TASK REQUIREMENTS:
[A] Retype the part of the profile of Kany Aziz that opens with the words containing "Kany began doing" and closes with "said Professor Horabin.".
[B] In the profile of Kany Aziz, what are all the aspects in which Kany says her parents came from opposite worlds?
----- EXCERPTED PASSAGE -----
“One of my purposes in life is to break stereotypes and foster a better perception of Muslims, especially Muslim women who wear the hijab.”
“I am the face of Florida State University. I am a proud Seminole,” said Kany Aziz, senior pre-med biology student. The Tallahassee native and Muslim woman is keenly aware that many people see something else when they meet her.
Kany wears the tradition hijab worn by many — not all — Muslim women. “It symbolizes a woman’s values. … Its physical purpose is modesty,” she said. By de-emphasizing a woman’s physical beauty, she will be valued for qualities more important and lasting — her intelligence and character, said Kany.
Her manner of dress hasn’t been an issue for her at Florida State, she said, but she has encountered discrimination in her life. “The hijab often carries a connotation in society. One of my purposes in life is to break stereotypes and foster a better perception of Muslims, especially Muslim women who wear the hijab.”
Intelligence and strength of character are unmistakable in this young woman — and you sense they come from a sense of self that goes beyond the external.
“I met Kany in my large introductory class on animal diversity,” said Professor Walter Tschinkel. “She stood out from the sea of passive faces by being unusually engaged and by occasionally asking sharp, sometimes challenging questions,” he said.
“Kany comes from an academic family and thus values intellectual activity highly,” said Professor Tschinkel. “She is very good at it, far better than most of her contemporaries. She thinks and questions widely and is interested in many things, both science and non-science.” With a 3.9 grade point average, she is obviously a gifted student.
The curiosity that drew Kany to Professor Tschinkel’s lab and the self-confidence that prompted those sharp challenging questions are qualities her parents encourage in their children.
“I was in middle school on 9/11,” said Kany. Her father responded to that horrific event by making a concerted effort to promote a positive image of Muslims. “He organized an open house at the Islamic Center,” she said. “He encouraged me to be involved. … When I was 13 years old, I was standing up before crowds and speaking about our faith. I think that’s why I have no fear of public speaking.
“I grew up in an academic environment,” said Kany. Her father held various positions at Florida State and Florida A&M University. He was Coordinator of Academic Programs for the College of Engineering before leaving the university to establish the first science and technology university in northern Iraq. Kany’s mother also was very involved academically, holding teaching positions at FAMU and Tallahassee Community College and creating the Islamic school program for the Tallahassee Muslim community.
Kany’s parents met when they were both physics students at Baghdad University. Her parents’ love story is one she delights in hearing them tell. It is a Romeo-and-Juliet tale with a happy ending.
“My father is Kurdish and my mother is Arab,” she said. The idea of a romance between a Kurd and an Arab was unheard of to both ethnic groups. “They came from opposite worlds in all aspects, their ethnicity, their religious sect, their social status, and even their degrees of conservatism,” said Kany. But they fell in love and married despite the challenges and ultimately left Iraq to find new lives in the U.S.
“My parents are wonderful,” said Kany. “They balance one another. I have great gratitude for what they have done and how they raised us,” she said.
As chairperson of the Muslim Students Association, Kany takes part in inter-faith dialogues and helps plan and organize events such as a cultural and fashion show that took place earlier this month and the annual Ramadan banquet. “Our events are fun for everybody, so we’ve gotten a lot of involvement from the student body,” she said. “People are constantly asking me, ‘When is the banquet?’ They don’t want to miss it.”
Kany began doing a Directed Individual Study in Professor Jamila Horabin’s lab in the fall semester of 2009 and will continue with research begun there throughout this year. “She is unafraid to learn about things that may be beyond her present level of understanding,” said Professor Horabin.
Kany was awarded the Charles M. McAllister Endowed Scholarship and the John Mark Caffrey Scholarship Award for her research that examines the effect of temperature on the ability of fruit flies to develop a cell necessary for reproduction and compares the effect on mutated flies.
Next fall it is likely that Kany will begin medical school. She has applied here at Florida State. “My long-term goal is to open clinics in underdeveloped countries to train doctors by the American standard. Another long-term goal is to become a writer. I want to tell the story of growing up in post-9/11 America. … How I grew up to succeed.”
----- PROVIDED DATA -----
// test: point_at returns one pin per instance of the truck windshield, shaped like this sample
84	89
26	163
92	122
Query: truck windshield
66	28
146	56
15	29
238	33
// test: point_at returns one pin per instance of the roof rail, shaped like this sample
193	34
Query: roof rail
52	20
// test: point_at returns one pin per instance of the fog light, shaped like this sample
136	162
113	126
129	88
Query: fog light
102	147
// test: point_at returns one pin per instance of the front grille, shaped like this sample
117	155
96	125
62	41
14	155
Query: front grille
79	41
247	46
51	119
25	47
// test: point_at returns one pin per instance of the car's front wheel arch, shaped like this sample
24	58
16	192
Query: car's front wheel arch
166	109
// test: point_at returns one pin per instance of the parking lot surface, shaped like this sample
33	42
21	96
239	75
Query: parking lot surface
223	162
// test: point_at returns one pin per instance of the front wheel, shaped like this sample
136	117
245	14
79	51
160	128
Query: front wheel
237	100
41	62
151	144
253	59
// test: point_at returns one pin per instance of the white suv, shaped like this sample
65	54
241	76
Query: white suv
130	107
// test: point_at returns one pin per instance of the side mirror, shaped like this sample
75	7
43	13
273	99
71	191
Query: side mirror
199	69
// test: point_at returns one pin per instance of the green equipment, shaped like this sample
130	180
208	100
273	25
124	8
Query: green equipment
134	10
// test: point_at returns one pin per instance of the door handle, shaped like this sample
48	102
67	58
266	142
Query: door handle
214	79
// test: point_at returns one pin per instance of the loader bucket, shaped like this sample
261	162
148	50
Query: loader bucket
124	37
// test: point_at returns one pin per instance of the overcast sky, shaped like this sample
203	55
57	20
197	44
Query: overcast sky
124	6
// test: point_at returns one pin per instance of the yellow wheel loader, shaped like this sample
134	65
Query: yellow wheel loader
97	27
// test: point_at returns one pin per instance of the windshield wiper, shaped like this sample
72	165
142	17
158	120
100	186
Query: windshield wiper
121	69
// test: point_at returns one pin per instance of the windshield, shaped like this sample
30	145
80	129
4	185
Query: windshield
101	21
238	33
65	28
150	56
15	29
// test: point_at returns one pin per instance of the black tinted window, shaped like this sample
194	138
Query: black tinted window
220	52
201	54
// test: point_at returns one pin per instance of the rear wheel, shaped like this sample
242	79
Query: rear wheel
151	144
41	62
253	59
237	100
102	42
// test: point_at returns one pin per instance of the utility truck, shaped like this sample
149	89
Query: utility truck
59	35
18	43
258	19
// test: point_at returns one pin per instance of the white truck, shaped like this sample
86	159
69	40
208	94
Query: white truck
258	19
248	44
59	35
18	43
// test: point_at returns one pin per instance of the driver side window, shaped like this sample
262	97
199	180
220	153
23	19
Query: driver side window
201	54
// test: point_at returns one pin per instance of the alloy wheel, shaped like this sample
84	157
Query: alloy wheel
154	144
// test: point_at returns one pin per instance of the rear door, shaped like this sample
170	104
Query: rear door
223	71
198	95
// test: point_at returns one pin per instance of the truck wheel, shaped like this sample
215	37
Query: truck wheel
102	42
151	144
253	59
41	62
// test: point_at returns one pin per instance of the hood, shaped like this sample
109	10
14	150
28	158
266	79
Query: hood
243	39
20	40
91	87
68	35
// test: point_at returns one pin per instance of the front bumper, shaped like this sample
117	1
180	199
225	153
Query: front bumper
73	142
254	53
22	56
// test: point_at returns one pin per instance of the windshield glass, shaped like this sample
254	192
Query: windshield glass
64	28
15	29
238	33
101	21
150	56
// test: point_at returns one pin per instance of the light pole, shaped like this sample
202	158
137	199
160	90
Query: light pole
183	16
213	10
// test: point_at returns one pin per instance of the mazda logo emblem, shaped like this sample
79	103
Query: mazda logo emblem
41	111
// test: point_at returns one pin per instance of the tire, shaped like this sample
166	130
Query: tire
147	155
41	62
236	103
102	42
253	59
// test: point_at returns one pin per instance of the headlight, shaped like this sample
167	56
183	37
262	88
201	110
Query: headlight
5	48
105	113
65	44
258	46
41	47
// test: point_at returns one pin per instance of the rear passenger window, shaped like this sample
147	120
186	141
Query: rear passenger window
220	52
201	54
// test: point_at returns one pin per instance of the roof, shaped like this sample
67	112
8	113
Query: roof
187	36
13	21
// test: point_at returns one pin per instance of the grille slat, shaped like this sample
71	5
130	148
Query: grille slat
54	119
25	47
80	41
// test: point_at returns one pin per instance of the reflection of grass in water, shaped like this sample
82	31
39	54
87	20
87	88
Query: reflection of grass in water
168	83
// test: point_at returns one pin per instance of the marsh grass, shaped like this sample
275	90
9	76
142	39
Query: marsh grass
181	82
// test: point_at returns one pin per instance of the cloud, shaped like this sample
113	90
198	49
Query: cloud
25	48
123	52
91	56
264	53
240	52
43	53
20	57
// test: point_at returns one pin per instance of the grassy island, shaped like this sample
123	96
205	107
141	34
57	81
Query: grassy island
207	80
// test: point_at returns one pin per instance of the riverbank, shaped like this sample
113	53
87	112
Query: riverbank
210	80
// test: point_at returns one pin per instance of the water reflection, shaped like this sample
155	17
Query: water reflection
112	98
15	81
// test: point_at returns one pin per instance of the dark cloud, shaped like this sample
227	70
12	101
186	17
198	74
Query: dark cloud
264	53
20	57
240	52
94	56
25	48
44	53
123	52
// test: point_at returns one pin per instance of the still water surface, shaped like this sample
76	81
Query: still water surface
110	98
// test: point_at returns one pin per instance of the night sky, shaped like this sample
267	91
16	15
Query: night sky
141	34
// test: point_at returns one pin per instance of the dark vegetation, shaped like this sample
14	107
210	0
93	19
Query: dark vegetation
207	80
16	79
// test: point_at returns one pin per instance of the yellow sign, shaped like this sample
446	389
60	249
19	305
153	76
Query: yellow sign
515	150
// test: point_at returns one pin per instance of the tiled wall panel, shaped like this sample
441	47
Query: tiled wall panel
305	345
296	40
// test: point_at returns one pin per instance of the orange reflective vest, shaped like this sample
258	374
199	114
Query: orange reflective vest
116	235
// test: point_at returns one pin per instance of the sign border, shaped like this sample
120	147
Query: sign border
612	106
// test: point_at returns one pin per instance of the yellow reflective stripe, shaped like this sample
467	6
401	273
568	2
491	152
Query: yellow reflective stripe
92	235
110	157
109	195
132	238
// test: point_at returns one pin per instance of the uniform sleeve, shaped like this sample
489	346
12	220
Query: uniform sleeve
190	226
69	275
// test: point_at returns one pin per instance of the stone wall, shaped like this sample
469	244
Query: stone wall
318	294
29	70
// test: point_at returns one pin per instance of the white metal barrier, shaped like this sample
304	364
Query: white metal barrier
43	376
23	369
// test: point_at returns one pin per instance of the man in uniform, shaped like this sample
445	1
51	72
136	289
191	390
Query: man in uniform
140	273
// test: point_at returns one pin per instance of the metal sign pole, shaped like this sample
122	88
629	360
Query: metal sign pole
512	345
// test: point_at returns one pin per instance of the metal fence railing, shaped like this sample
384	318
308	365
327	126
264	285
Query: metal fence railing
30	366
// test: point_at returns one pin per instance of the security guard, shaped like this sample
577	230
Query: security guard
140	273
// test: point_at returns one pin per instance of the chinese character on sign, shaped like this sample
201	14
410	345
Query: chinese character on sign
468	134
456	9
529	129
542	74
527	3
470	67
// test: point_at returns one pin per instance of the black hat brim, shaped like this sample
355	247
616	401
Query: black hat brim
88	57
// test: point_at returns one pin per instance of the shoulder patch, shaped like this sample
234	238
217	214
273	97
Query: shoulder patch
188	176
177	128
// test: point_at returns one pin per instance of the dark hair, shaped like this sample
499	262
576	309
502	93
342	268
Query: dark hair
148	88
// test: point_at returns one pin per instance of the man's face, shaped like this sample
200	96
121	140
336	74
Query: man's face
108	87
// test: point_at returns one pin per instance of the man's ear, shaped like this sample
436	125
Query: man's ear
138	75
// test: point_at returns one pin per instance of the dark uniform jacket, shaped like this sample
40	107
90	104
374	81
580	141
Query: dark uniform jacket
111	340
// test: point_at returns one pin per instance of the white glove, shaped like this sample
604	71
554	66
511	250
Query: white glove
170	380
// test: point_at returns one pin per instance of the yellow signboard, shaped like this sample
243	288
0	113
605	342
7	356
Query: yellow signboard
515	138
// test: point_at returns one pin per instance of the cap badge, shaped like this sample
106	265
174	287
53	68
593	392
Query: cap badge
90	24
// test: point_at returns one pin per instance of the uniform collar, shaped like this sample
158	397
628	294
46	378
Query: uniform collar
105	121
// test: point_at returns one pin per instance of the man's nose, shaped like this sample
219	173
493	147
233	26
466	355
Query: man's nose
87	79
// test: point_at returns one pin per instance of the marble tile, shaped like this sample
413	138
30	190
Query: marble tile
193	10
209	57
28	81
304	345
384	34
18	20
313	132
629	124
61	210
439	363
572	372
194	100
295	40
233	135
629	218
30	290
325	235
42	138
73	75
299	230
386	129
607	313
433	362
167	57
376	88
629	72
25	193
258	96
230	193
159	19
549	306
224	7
-----
OUTPUTS FOR THE TASKS:
[A]
Kany began doing a Directed Individual Study in Professor Jamila Horabin’s lab in the fall semester of 2009 and will continue with research begun there throughout this year. “She is unafraid to learn about things that may be beyond her present level of understanding,” said Professor Horabin.

[B]
- Their ethnicity
- Their religious sect
- Their social status
- Their degrees of conservatism